## Schriftliche Anweisung 1
Übernimm aus der Auflistung weiter unten alle Zeilen vom Anfang bis einschließlich der Zeile mit „[[[110,57],[110,37],[105,40],[105,57],[109,60],[109,57]]]“, und zwar unverändert.

EU-Beschluss: Unkalkulierbar?

Klar ist, dass die rheinland-pfälzische Landesregierung mit ihren in Brüssel unangemeldeten Millionen-Investitionen für den Nürburgring von der EU-Kommission eine Klatsche erhalten wird. Inzwischen wird es nicht mehr hinter vorgehaltener Hand geflüstert, sondern man kann es z.B. auch in der „Wirtschaftswoche“ Schwarz auf Weiß lesen: „In Rheinland-Pfalz regieren Inkompetenz und Größenwahn.“ So werden denn auch die „Beihilfen“ der Landesregierung zu „Nürburgring 2009“ von der EU zweifelsfrei als „illegal“ eingestuft werden. Wichtig – noch wichtiger! - ist es jedoch, wie die EU-Kommission die Europäische Kommission das Vergabeverfahren an den Bieter „Capricorn“ beurteilt. Hier ist nicht entscheidend, dass sich die Insolvenz-Sachwalter inzwischen gegenseitig auf die Schulter klopfen und ihre Leistung an „Stammtischen“ rühmen, sondern was in dieser Sache wirklich ablief. Auch hinter den Kulissen an Beeinflussung der öffentlichen Meinung. Auch z.B. durch die Gewerkschaft ver.di. - Der kommende EU-Beschluss für oder gegen Capricorn entscheidet auch über die Glaubwürdigkeit der EU. - Darum ist die Frage eigentlich überflüssig:

EU-Beschluss: Unkalkulierbar?

Am 11. März 2014 heizten die Insolvenz-Sachwalter nach der Entscheidung im Gläubiger-Ausschuss für den Käufer „Capricorn“ noch mal die Stimmung mit positiven Aussagen an: Aus einer Presserklärung zu dem Ereignis:

„Die Ringsanierer sind sich sicher, dass die Europäische Kommission bestätigen wird, dass der Investorenprozess ordnungsgemäß durchgeführt wurde und der Erwerber daher nicht für eine Beihilferückforderung haften muss.“

Da konnten die Rechtsanwälte, die sich als „Ring-Sanierer“ bezeichnen noch hoffen. Schließlich war eine EU-Entscheidung für den 11. Juni 2014 geplant und man hatte alles getan, um die EU-Kommission so zu briefen, dass es für eine Entscheidung im Sinne von „Capricorn“, im Sinne der Landesregierung, reichen sollte.

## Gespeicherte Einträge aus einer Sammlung
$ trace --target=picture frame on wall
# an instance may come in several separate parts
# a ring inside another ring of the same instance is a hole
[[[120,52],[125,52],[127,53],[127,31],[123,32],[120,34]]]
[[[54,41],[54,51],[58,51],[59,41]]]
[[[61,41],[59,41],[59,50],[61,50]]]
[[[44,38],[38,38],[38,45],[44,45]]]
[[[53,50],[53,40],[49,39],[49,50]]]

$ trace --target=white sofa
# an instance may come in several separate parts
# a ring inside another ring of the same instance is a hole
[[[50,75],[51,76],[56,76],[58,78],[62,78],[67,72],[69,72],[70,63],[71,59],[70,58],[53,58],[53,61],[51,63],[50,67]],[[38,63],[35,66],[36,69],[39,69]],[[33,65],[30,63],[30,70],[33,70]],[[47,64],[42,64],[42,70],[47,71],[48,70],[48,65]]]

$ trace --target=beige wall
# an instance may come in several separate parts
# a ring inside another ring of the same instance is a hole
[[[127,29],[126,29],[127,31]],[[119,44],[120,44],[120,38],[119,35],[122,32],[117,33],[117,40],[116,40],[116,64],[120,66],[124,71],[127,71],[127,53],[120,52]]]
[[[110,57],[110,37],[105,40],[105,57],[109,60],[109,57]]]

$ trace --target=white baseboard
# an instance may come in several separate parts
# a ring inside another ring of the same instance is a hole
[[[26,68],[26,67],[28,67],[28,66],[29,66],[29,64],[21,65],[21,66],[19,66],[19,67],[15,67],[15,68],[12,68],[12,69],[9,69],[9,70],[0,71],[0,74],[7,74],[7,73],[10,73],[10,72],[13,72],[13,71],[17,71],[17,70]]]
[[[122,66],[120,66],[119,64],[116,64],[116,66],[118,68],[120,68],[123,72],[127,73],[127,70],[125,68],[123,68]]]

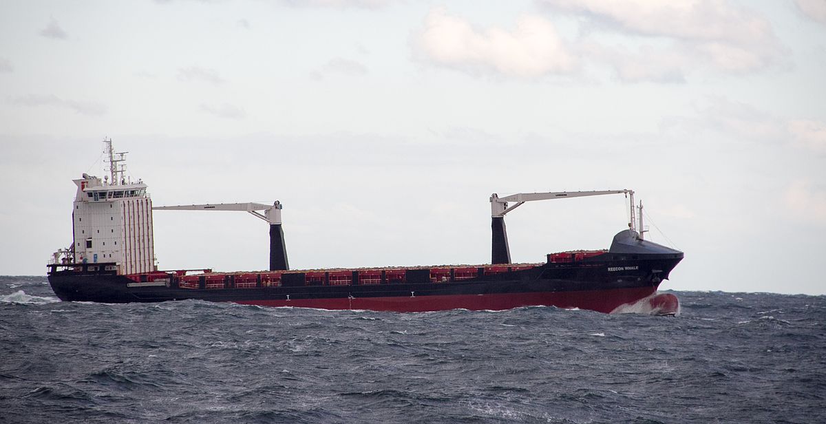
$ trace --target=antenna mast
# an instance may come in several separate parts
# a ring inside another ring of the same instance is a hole
[[[112,138],[103,139],[103,143],[106,147],[103,149],[103,153],[106,153],[109,157],[107,162],[109,163],[109,176],[112,179],[111,185],[125,184],[126,183],[124,179],[124,174],[126,172],[126,164],[121,164],[121,162],[126,162],[126,160],[124,159],[123,155],[129,153],[128,151],[116,152],[112,148]]]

## Schriftliche Anweisung 2
Für welches Datum war laut dem Text über den Nürburgring eine EU-Entscheidung geplant?

## Endergebnis 1
$ trace --target=picture frame on wall
# an instance may come in several separate parts
# a ring inside another ring of the same instance is a hole
[[[120,52],[125,52],[127,53],[127,31],[123,32],[120,34]]]
[[[54,41],[54,51],[58,51],[59,41]]]
[[[61,41],[59,41],[59,50],[61,50]]]
[[[44,38],[38,38],[38,45],[44,45]]]
[[[53,50],[53,40],[49,39],[49,50]]]

$ trace --target=white sofa
# an instance may come in several separate parts
# a ring inside another ring of the same instance is a hole
[[[50,75],[51,76],[56,76],[58,78],[62,78],[67,72],[69,72],[70,63],[71,59],[70,58],[53,58],[53,61],[51,63],[50,67]],[[38,63],[35,66],[36,69],[39,69]],[[33,65],[30,63],[30,70],[33,70]],[[47,64],[42,64],[42,70],[47,71],[48,70],[48,65]]]

$ trace --target=beige wall
# an instance may come in several separate parts
# a ring inside another ring of the same instance is a hole
[[[127,29],[126,29],[127,31]],[[119,44],[120,44],[120,38],[119,35],[122,32],[117,33],[117,40],[116,40],[116,64],[120,66],[124,71],[127,71],[127,53],[120,52]]]
[[[110,57],[110,37],[105,40],[105,57],[109,60],[109,57]]]

## Endergebnis 2
Für den 11. Juni 2014.